═════ Information shown ═════

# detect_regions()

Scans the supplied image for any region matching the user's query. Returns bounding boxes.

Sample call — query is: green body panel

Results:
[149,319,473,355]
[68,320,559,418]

═════

What is being asked :: Pull out every line of the records above and reproduce each one unchanged.

Complete response ::
# detect_regions()

Scans the supplied image for any region matching the user's query. Returns bounding boxes.

Sample call — query is: green body panel

Results:
[149,319,473,355]
[68,320,559,418]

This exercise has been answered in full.